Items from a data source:
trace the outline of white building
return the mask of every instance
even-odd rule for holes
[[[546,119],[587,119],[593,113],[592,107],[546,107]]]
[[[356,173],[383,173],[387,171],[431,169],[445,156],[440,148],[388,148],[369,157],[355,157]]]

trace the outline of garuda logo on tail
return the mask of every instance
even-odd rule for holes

§ TASK TO CARRY OUT:
Pick out every line in the material above that contains the string "trace", matching case exactly.

§ FINISHED EXERCISE:
trace the outline of white building
trace the outline of garuda logo on tail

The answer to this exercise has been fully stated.